**Assignment**
Your answer must be the lines from the one containing "Exercise. Point out the beach" through the last line of the records below, copied exactly, with the pictures left out.

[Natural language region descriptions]
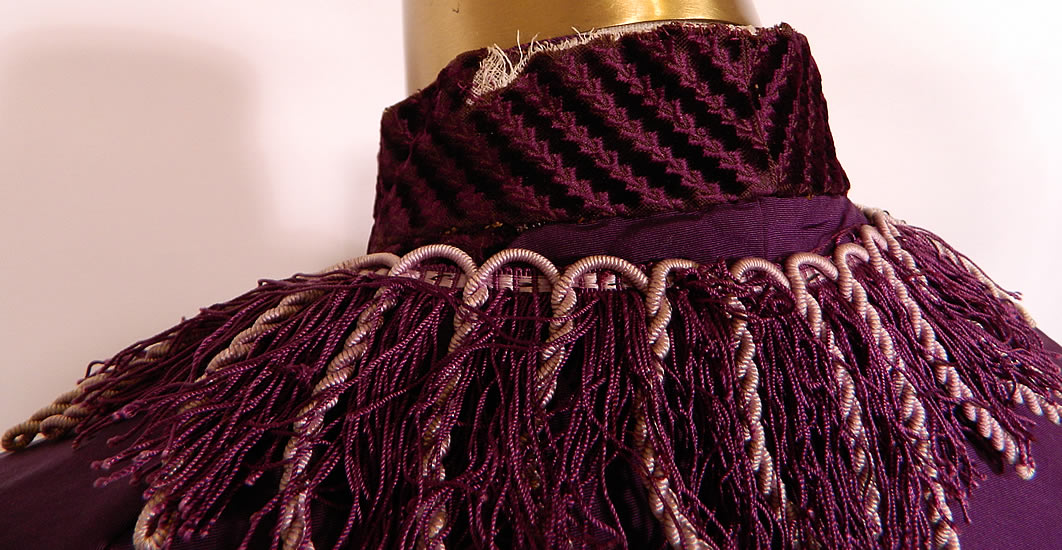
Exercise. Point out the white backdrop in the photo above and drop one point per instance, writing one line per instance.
(159, 156)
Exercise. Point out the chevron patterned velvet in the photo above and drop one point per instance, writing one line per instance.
(675, 119)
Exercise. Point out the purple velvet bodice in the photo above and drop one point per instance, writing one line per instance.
(700, 141)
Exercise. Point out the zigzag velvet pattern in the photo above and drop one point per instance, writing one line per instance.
(435, 402)
(672, 119)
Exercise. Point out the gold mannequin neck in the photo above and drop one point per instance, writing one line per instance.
(437, 31)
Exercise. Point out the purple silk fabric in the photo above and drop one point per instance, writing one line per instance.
(49, 500)
(769, 227)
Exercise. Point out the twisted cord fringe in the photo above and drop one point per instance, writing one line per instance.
(879, 248)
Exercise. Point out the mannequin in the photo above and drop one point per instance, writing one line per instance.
(438, 31)
(435, 532)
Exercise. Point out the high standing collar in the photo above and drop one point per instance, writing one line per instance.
(666, 118)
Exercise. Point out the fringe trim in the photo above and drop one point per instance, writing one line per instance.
(820, 402)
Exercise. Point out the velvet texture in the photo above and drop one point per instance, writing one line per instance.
(846, 387)
(670, 120)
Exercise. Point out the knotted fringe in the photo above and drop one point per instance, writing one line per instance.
(821, 402)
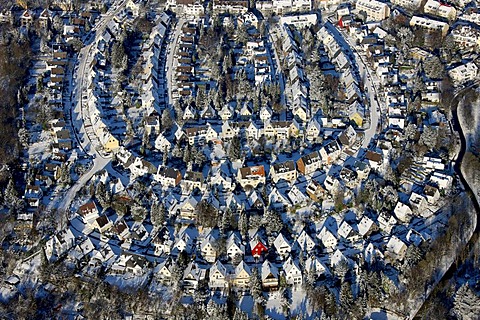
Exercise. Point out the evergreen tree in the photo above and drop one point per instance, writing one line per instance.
(235, 149)
(157, 214)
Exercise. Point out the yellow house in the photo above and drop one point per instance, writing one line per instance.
(357, 118)
(111, 143)
(241, 278)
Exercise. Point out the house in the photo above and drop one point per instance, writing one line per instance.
(59, 244)
(348, 136)
(207, 247)
(192, 275)
(168, 177)
(255, 202)
(162, 143)
(374, 159)
(265, 113)
(346, 231)
(337, 257)
(282, 245)
(88, 211)
(304, 242)
(463, 73)
(439, 9)
(431, 193)
(297, 194)
(313, 130)
(251, 177)
(191, 181)
(258, 247)
(218, 276)
(102, 223)
(293, 273)
(429, 24)
(366, 226)
(26, 19)
(45, 19)
(309, 163)
(163, 271)
(315, 190)
(188, 208)
(408, 4)
(284, 170)
(226, 113)
(269, 276)
(330, 152)
(419, 204)
(234, 246)
(314, 265)
(402, 212)
(395, 248)
(466, 37)
(375, 10)
(241, 277)
(328, 239)
(33, 196)
(386, 222)
(231, 6)
(152, 125)
(129, 263)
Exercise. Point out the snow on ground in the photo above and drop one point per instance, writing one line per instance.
(127, 281)
(274, 307)
(299, 303)
(246, 305)
(7, 293)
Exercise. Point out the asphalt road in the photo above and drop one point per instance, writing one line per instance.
(89, 143)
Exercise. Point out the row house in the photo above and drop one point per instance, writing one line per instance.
(464, 72)
(440, 9)
(232, 6)
(251, 176)
(375, 10)
(429, 24)
(168, 177)
(466, 37)
(285, 170)
(309, 163)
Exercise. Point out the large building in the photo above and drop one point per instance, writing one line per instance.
(429, 24)
(375, 10)
(408, 4)
(464, 72)
(232, 6)
(439, 9)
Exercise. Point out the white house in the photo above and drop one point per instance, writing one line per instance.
(218, 276)
(282, 245)
(293, 273)
(464, 72)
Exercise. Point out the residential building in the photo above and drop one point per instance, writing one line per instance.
(309, 163)
(375, 10)
(284, 170)
(464, 72)
(282, 245)
(408, 4)
(429, 24)
(466, 37)
(168, 177)
(293, 273)
(251, 176)
(218, 276)
(439, 9)
(301, 20)
(232, 6)
(241, 277)
(269, 276)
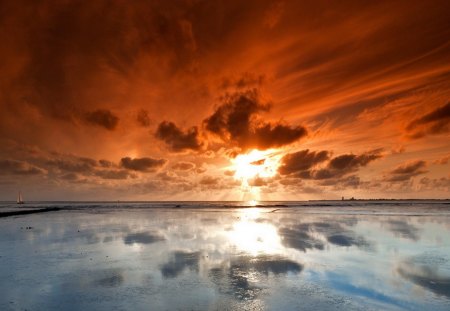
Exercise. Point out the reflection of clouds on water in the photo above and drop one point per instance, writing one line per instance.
(298, 239)
(180, 260)
(404, 229)
(346, 240)
(312, 235)
(242, 258)
(425, 273)
(244, 276)
(142, 238)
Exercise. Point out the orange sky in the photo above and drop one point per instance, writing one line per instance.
(163, 100)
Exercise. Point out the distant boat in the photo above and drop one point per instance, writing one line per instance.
(19, 199)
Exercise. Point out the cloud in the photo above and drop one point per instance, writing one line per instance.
(142, 164)
(209, 181)
(183, 166)
(406, 170)
(113, 174)
(302, 165)
(142, 118)
(442, 161)
(68, 163)
(103, 118)
(434, 123)
(14, 167)
(301, 161)
(176, 139)
(236, 123)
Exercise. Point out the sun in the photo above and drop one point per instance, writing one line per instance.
(256, 163)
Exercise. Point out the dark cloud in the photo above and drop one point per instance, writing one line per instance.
(176, 139)
(143, 118)
(209, 181)
(142, 238)
(407, 170)
(73, 164)
(14, 167)
(442, 183)
(103, 118)
(301, 165)
(349, 162)
(113, 174)
(245, 81)
(236, 122)
(142, 164)
(183, 166)
(105, 163)
(301, 161)
(433, 123)
(258, 181)
(180, 260)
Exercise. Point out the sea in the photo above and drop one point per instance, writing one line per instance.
(306, 255)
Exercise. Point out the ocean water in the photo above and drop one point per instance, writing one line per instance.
(316, 255)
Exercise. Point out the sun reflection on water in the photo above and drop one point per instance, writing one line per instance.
(253, 236)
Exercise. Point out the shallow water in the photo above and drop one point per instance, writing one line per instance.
(114, 256)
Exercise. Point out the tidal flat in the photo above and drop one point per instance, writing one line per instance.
(343, 256)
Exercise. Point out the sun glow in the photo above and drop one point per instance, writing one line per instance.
(254, 237)
(256, 164)
(251, 169)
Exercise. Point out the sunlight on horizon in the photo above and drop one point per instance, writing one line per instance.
(253, 165)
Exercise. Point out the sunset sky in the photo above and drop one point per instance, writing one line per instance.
(224, 100)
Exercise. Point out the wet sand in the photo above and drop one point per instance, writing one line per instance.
(226, 259)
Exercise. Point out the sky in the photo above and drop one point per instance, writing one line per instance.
(224, 100)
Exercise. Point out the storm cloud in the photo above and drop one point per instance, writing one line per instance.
(176, 139)
(236, 122)
(142, 164)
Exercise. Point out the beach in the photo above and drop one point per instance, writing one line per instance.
(204, 256)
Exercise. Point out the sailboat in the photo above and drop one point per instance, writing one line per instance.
(19, 198)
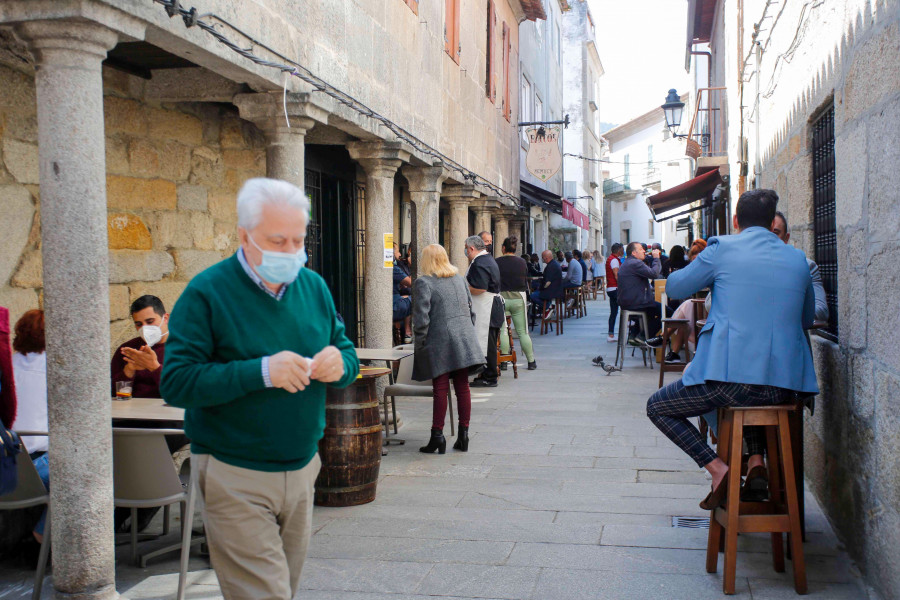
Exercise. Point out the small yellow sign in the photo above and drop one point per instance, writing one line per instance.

**Answer**
Exercise. Point out the beach in the photo above and drop one point per instance, writing one line per instance.
(204, 256)
Exercise. Point out the sailboat in the photo above and drop one point per instance, writing one line per instance.
(19, 198)
Exercise. Point out the small yellow sign in the photo above and drop one point per instance, writing one line per instance.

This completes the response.